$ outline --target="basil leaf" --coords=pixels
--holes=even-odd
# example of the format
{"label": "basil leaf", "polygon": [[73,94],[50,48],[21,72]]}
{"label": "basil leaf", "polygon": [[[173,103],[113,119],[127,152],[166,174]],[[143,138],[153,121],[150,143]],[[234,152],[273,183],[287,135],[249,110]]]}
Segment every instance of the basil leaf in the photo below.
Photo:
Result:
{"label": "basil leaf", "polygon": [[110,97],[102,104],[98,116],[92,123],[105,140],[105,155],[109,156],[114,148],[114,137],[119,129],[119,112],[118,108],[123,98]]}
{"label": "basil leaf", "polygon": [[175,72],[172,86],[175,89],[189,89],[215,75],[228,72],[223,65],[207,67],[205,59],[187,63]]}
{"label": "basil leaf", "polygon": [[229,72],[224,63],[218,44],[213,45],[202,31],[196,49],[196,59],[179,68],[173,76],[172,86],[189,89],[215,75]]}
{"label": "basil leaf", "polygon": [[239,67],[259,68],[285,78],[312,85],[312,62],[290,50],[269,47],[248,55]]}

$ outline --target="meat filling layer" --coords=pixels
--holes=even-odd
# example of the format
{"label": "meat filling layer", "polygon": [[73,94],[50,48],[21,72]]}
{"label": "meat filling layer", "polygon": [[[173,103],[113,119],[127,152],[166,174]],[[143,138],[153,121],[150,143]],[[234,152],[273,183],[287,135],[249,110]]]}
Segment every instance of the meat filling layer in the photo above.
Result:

################

Copy every line of the entries above that contains the string "pixels". Matching is case-sensitive.

$ outline --target="basil leaf" --coords=pixels
$ outline --target="meat filling layer" --coords=pixels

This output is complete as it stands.